##### TEXT TO READ #####

Huggingface Data Collator: Index put requires the source and destination dtypes match, got Float for the destination and Long for the source

I am trying to run the standard Huggingface pipeline to pre-train BERT on my dataset. Here is the error when I attempt to train the model:[by calling trainer.train()]

[Error message]

The following columns in the training set don't have a corresponding argument in `BertForMaskedLM.forward` and have been ignored: text, special_tokens_mask. If text, special_tokens_mask are not expected by `BertForMaskedLM.forward`,  you can safely ignore this message.
/usr/local/lib/python3.8/dist-packages/transformers/ FutureWarning: This implementation of AdamW is deprecated and will be removed in a future version. Use the PyTorch implementation torch.optim.AdamW instead, or set `no_deprecation_warning=True` to disable this warning
***** Running training *****
  Num examples = 5596
  Num Epochs = 5
  Instantaneous batch size per device = 10
  Total train batch size (w. parallel, distributed & accumulation) = 80
  Gradient Accumulation steps = 8
  Total optimization steps = 350
  Number of trainable parameters = 109514298
You're using a BertTokenizerFast tokenizer. Please note that with a fast tokenizer, using the `__call__` method is faster than using a method to encode the text followed by a call to the `pad` method to get a padded encoding.
RuntimeError                              Traceback (most recent call last)
<ipython-input-27-2820d0f34efe> in <module>
      1 # train the model
----> 2 trainer.train()

7 frames
/usr/local/lib/python3.8/dist-packages/transformers/data/ in torch_mask_tokens(self, inputs, special_tokens_mask)
    776         indices_random = torch.bernoulli(torch.full(labels.shape, 0.5)).bool() & masked_indices & ~indices_replaced
    777         random_words = torch.randint(len(self.tokenizer), labels.shape, dtype=torch.long)
--> 778         inputs[indices_random] = random_words[indices_random]
    780         # The rest of the time (10% of the time) we keep the masked input tokens unchanged

RuntimeError: Index put requires the source and destination dtypes match, got Float for the destination and Long for the source.

These are my Data Collator and Training arguments:

# initialize the data collator, randomly masking 20% (default is 15%) of the tokens for the Masked Language
# Modeling (MLM) task
data_collator = DataCollatorForLanguageModeling(
    tokenizer=tokenizer, mlm=True, mlm_probability=0.2
training_args = TrainingArguments(
    output_dir=model_path,          # output directory to where save model checkpoint
    evaluation_strategy="steps",    # evaluate each `logging_steps` steps
    num_train_epochs=5,            # number of training epochs, feel free to tweak
    per_device_train_batch_size=10, # the training batch size, put it as high as your GPU memory fits
    gradient_accumulation_steps=8,  # accumulating the gradients before updating the weights
    per_device_eval_batch_size=64,  # evaluation batch size
    logging_steps=1000,             # evaluate, log and save model checkpoints every 1000 step
    load_best_model_at_end=True,  # whether to load the best model (in terms of loss) at the end of training
    #save_total_limit=3,           # whether you don't have much space so you let only 3 model weights saved in the disk

I am using BertWordPieceTokenizer.

##### ITEMS #####

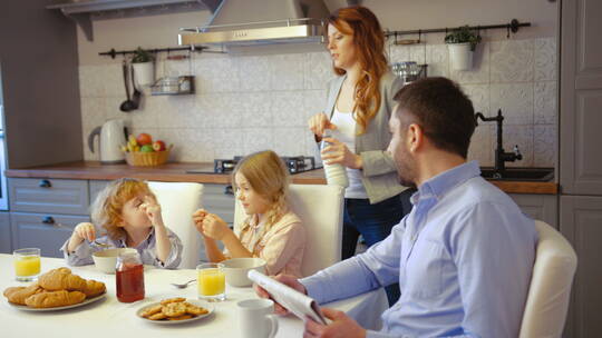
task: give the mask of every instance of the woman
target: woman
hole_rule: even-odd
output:
[[[409,193],[400,196],[406,188],[386,152],[394,96],[402,82],[390,72],[382,29],[365,7],[342,8],[329,18],[328,50],[339,77],[329,83],[326,112],[313,116],[309,128],[317,141],[330,129],[322,160],[347,169],[342,240],[347,259],[355,255],[360,235],[372,246],[409,211],[402,202]]]

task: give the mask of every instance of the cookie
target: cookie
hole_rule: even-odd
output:
[[[195,305],[192,305],[190,302],[186,302],[186,314],[191,314],[191,315],[194,315],[194,316],[201,316],[201,315],[205,315],[207,314],[208,311],[202,307],[197,307]]]
[[[186,314],[186,306],[183,302],[169,302],[163,307],[162,312],[167,317],[179,317]]]
[[[168,298],[168,299],[163,299],[161,301],[161,305],[168,305],[171,302],[182,302],[184,300],[186,300],[186,298],[182,298],[182,297]]]
[[[151,320],[162,320],[167,318],[167,316],[163,315],[163,312],[157,312],[155,315],[148,316],[148,319]]]
[[[192,315],[182,315],[179,317],[169,317],[168,320],[184,320],[184,319],[191,319],[194,318]]]
[[[162,305],[156,305],[156,306],[153,306],[153,307],[149,307],[147,308],[146,310],[144,310],[140,316],[143,316],[144,318],[147,318],[147,317],[151,317],[155,314],[158,314],[161,312],[161,310],[163,309],[163,306]]]

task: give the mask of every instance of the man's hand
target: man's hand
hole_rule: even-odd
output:
[[[273,278],[275,280],[282,282],[283,285],[287,285],[287,286],[298,290],[299,292],[301,292],[303,295],[308,295],[308,290],[305,290],[305,287],[302,284],[300,284],[299,280],[297,278],[294,278],[293,276],[278,275],[276,277],[273,277]],[[269,299],[274,300],[272,298],[272,296],[264,288],[260,287],[259,285],[255,285],[255,292],[261,298],[269,298]],[[289,310],[274,300],[274,312],[276,312],[278,315],[287,315],[287,314],[289,314]]]
[[[320,338],[366,338],[366,329],[347,316],[343,311],[322,308],[322,314],[332,320],[329,325],[321,325],[311,319],[305,321],[303,337]]]

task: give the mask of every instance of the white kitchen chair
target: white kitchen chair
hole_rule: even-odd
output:
[[[289,205],[305,228],[305,252],[301,272],[310,276],[341,260],[343,189],[338,186],[291,185]],[[245,213],[239,200],[234,229]]]
[[[535,221],[540,233],[521,338],[562,337],[577,257],[554,228]]]
[[[203,240],[192,215],[201,207],[203,185],[192,182],[148,182],[161,205],[165,226],[182,240],[183,251],[179,269],[194,269],[201,258]]]

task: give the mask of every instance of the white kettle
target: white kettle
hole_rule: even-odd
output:
[[[100,162],[103,165],[115,165],[125,162],[125,153],[120,147],[126,145],[127,130],[124,120],[108,120],[101,127],[96,127],[88,136],[88,147],[94,152],[94,138],[100,137]]]

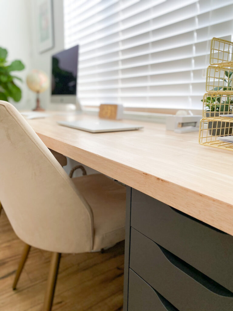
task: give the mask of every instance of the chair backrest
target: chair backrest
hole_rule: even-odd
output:
[[[26,120],[2,101],[0,201],[16,233],[27,244],[59,253],[92,249],[89,206]]]

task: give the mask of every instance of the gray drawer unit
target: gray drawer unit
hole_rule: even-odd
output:
[[[129,311],[178,311],[131,269],[129,282]]]
[[[233,291],[233,236],[134,189],[131,225]]]
[[[231,292],[133,228],[130,267],[178,310],[233,310]]]

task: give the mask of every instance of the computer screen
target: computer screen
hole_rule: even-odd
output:
[[[79,46],[52,57],[52,95],[76,95]]]

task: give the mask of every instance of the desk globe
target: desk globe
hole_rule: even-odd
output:
[[[34,111],[43,111],[40,107],[39,94],[46,91],[48,87],[49,79],[47,75],[42,70],[34,69],[27,77],[27,84],[30,90],[36,93],[36,105]]]

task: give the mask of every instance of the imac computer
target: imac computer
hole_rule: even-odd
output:
[[[78,53],[76,45],[52,56],[51,102],[66,106],[66,110],[69,110],[68,106],[80,110],[77,94]]]

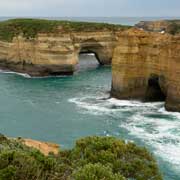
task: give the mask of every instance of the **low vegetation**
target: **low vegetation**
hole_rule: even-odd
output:
[[[14,36],[22,34],[26,38],[35,38],[38,33],[53,33],[61,26],[63,31],[116,30],[129,26],[107,23],[71,22],[44,19],[11,19],[0,22],[0,40],[12,41]]]
[[[0,180],[161,180],[145,148],[113,137],[80,139],[71,150],[44,156],[0,136]]]
[[[172,21],[168,27],[168,31],[170,34],[179,34],[180,33],[180,21]]]

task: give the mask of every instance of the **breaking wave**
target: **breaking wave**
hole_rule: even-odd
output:
[[[167,112],[164,103],[117,100],[107,97],[72,98],[80,113],[111,115],[119,120],[119,129],[127,130],[153,149],[154,154],[180,172],[180,113]],[[129,114],[124,112],[130,112]]]

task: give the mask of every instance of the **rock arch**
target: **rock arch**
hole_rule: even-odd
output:
[[[113,51],[107,44],[103,44],[93,38],[82,41],[78,45],[77,57],[81,53],[93,53],[100,65],[110,65]],[[78,62],[79,60],[77,60]]]

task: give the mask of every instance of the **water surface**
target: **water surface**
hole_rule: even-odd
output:
[[[116,136],[146,146],[158,159],[164,179],[179,180],[180,113],[166,112],[162,102],[109,99],[111,68],[93,60],[92,55],[82,56],[81,70],[67,77],[0,73],[0,132],[52,141],[62,148],[83,136]]]

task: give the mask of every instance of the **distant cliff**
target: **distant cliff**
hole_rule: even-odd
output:
[[[0,67],[32,76],[73,74],[81,52],[111,64],[116,32],[104,23],[14,19],[0,23]]]
[[[135,26],[145,31],[155,31],[173,35],[180,33],[180,20],[141,21]]]
[[[165,101],[180,111],[180,36],[130,29],[118,36],[112,61],[112,96]]]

#####

TASK INSTRUCTIONS:
A: According to the Hugging Face error thread, why were the columns text and special_tokens_mask ignored during training, and when can that message be safely ignored?
B: Using the Hugging Face error thread, answer the following:
(i) How many examples does the training run report?
(ii) Which dtypes does the RuntimeError give for the destination and for the source?
(iii) Which tokenizer does the poster say they are using?
C: Reproduce everything in the Hugging Face error thread from "I am trying" down to "ignore this message.".
Answer using only the Hugging Face error thread.

RESULTS FOR THE EXERCISE:
A: They were ignored because they have no corresponding argument in `BertForMaskedLM.forward`. The message can be safely ignored if those columns are not expected by `BertForMaskedLM.forward`.

B:
(i) 5596
(ii) Float for the destination and Long for the source
(iii) BertWordPieceTokenizer

C:
I am trying to run the standard Huggingface pipeline to pre-train BERT on my dataset. Here is the error when I attempt to train the model:[by calling trainer.train()]

[Error message]

The following columns in the training set don't have a corresponding argument in `BertForMaskedLM.forward` and have been ignored: text, special_tokens_mask. If text, special_tokens_mask are not expected by `BertForMaskedLM.forward`,  you can safely ignore this message.